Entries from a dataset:
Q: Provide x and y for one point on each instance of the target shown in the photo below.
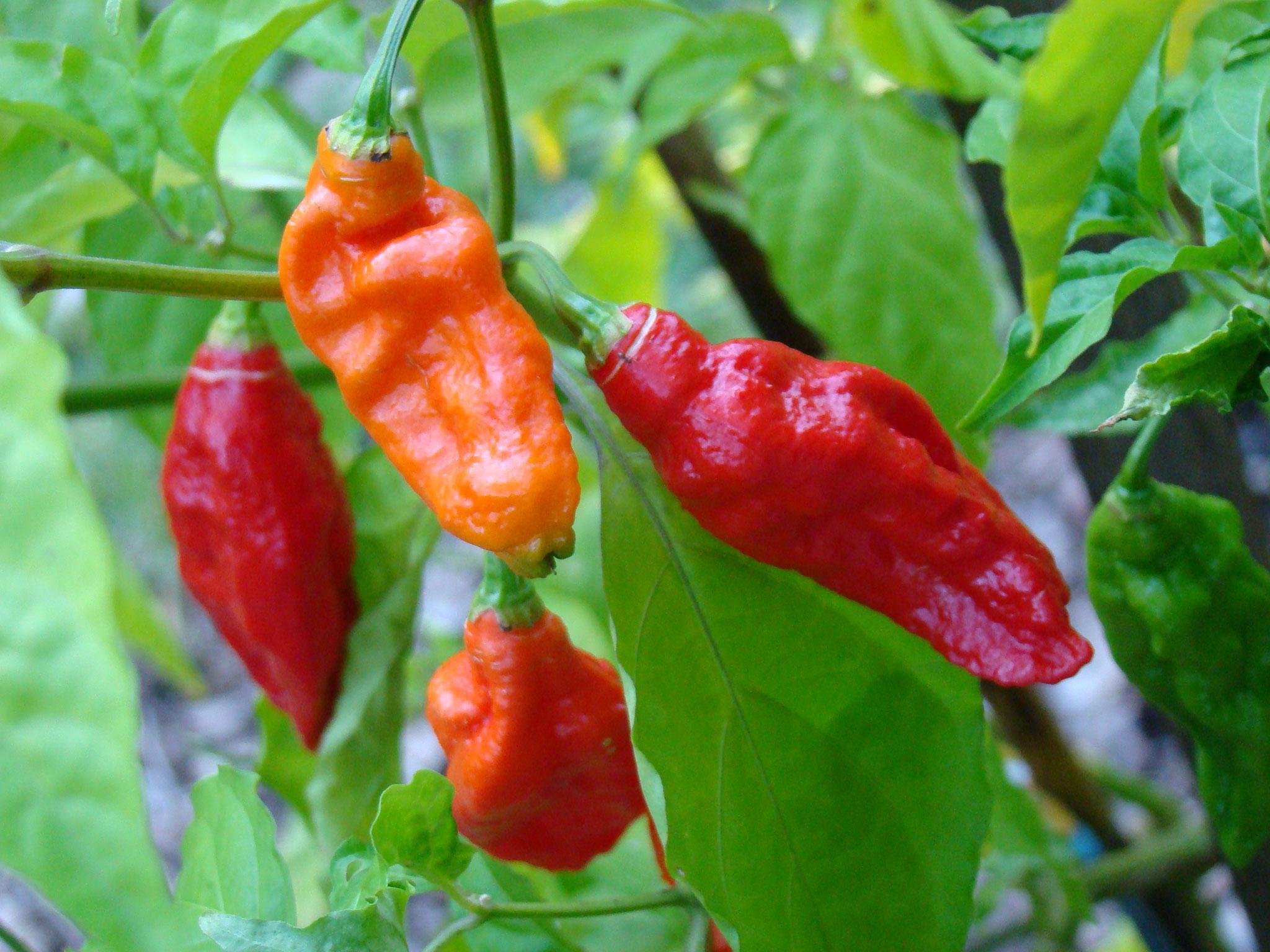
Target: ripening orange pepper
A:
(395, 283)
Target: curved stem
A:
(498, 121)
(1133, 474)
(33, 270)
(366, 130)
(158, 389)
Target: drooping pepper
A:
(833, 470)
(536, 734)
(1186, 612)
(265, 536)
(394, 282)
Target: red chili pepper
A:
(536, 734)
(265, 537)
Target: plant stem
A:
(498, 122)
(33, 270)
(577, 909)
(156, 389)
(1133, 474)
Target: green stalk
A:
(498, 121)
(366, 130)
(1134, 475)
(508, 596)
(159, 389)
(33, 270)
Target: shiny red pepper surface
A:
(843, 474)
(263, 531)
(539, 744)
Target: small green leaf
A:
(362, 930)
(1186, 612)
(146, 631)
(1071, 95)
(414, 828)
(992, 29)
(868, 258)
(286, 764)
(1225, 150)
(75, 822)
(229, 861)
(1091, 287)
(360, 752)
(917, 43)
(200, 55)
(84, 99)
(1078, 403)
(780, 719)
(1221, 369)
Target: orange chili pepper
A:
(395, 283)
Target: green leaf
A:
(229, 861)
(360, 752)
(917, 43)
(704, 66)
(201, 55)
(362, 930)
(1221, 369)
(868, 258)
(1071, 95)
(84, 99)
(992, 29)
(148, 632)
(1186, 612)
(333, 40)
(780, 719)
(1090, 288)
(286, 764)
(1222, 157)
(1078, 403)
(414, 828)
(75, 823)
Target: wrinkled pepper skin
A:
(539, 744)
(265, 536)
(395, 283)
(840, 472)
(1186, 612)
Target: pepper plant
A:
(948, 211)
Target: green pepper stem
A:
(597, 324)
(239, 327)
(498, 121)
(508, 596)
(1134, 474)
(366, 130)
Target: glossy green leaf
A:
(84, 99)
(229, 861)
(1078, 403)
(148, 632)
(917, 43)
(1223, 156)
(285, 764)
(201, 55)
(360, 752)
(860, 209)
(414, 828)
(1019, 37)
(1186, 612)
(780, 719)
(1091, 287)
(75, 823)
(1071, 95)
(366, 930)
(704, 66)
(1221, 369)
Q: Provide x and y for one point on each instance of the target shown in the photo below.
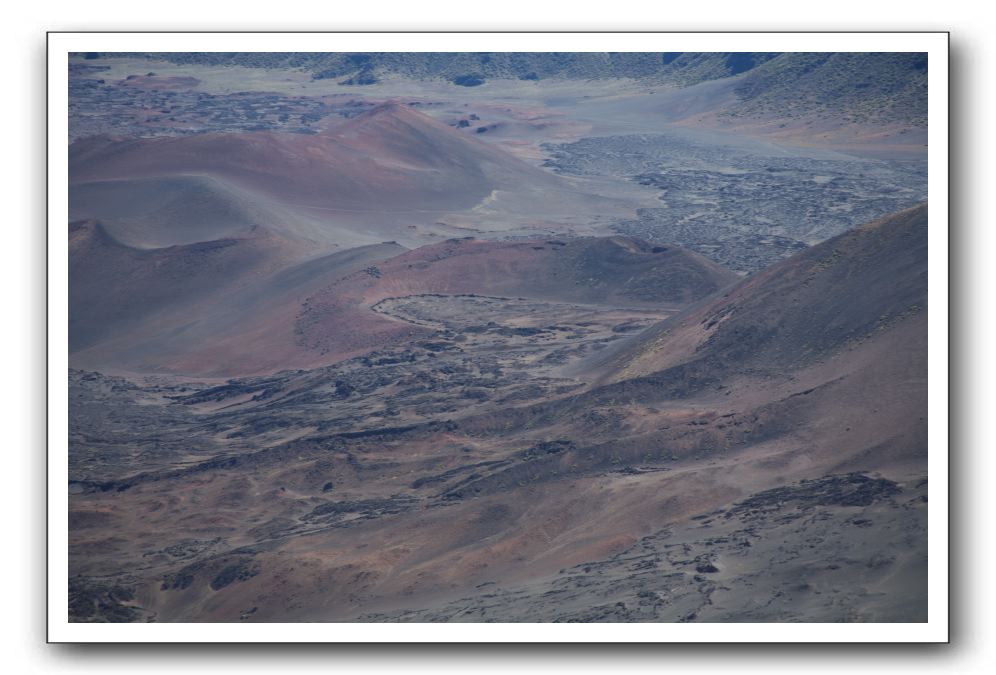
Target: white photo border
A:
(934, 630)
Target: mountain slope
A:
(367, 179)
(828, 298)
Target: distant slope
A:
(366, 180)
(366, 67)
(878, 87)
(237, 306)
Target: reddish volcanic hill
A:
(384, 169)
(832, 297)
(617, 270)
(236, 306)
* * *
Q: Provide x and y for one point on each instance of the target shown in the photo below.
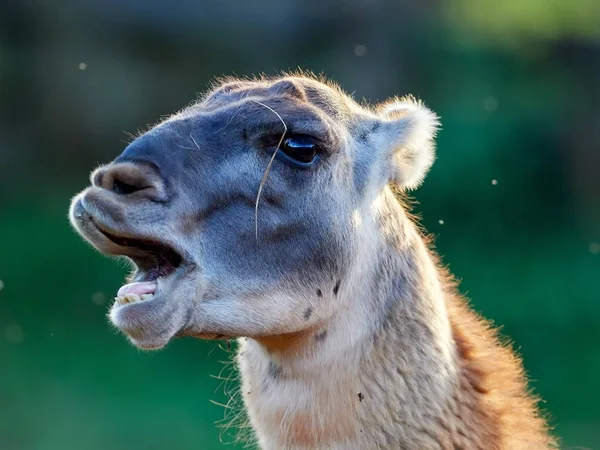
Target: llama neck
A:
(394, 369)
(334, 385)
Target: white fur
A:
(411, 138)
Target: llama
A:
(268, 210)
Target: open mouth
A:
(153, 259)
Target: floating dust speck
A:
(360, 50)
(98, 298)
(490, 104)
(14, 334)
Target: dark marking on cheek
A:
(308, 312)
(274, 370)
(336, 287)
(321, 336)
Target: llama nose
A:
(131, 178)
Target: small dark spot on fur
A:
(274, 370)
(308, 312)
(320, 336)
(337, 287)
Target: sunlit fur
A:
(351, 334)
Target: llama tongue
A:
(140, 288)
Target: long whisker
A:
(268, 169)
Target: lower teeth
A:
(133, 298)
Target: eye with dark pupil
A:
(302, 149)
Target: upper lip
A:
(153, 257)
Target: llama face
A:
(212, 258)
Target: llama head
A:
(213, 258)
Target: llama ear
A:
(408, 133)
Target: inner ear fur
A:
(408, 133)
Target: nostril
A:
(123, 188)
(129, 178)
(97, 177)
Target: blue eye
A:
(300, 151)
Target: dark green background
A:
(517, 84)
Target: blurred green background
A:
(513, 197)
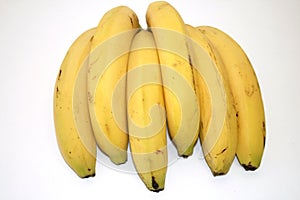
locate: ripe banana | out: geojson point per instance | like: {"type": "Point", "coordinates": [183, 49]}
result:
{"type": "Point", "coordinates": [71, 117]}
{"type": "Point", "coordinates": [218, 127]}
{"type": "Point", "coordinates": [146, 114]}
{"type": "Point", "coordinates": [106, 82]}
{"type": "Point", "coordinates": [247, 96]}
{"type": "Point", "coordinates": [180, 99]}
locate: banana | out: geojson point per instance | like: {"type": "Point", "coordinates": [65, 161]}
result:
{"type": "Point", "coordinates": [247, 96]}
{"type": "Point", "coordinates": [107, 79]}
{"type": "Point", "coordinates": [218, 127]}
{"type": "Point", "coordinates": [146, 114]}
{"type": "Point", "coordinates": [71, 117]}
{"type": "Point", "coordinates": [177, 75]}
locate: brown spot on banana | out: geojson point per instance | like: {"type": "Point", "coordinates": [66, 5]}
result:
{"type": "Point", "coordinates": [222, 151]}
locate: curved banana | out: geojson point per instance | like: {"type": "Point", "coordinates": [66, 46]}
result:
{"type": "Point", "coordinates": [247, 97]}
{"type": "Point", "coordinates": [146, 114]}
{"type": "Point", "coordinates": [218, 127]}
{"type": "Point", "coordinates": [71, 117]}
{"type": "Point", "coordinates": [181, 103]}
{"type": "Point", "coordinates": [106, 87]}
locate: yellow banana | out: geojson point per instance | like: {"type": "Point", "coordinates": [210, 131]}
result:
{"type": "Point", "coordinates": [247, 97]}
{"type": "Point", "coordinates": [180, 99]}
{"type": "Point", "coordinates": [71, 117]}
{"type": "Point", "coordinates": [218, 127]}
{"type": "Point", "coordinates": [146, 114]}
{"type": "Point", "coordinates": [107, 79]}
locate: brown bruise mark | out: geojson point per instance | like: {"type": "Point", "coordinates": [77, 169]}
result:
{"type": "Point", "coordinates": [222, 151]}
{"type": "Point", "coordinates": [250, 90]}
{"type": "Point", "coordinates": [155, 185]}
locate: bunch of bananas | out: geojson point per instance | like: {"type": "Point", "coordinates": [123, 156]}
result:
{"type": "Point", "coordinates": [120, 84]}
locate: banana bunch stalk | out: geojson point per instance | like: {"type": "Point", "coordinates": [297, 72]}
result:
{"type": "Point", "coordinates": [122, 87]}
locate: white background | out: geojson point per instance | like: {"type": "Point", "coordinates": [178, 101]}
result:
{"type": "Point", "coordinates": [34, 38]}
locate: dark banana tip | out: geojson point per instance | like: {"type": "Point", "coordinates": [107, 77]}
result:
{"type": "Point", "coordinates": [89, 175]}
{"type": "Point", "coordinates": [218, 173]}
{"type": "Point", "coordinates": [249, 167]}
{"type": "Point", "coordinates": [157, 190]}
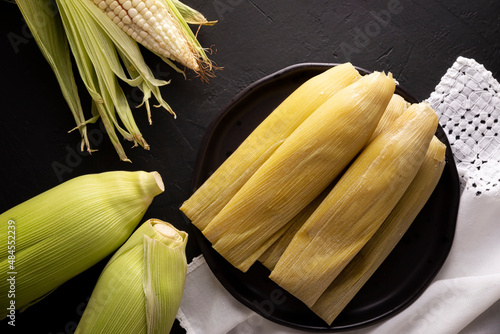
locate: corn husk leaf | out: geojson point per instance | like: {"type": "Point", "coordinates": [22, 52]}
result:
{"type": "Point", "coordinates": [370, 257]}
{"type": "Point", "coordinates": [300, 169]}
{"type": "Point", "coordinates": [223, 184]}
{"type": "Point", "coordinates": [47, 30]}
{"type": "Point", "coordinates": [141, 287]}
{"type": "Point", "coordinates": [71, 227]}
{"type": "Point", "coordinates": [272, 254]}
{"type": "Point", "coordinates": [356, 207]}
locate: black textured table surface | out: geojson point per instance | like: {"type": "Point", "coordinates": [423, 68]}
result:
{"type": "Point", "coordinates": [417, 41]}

--- Set task ---
Return every line of the data above that contains the word "chili".

--- Exercise response ---
Target: red chili pepper
Target: orange chili pepper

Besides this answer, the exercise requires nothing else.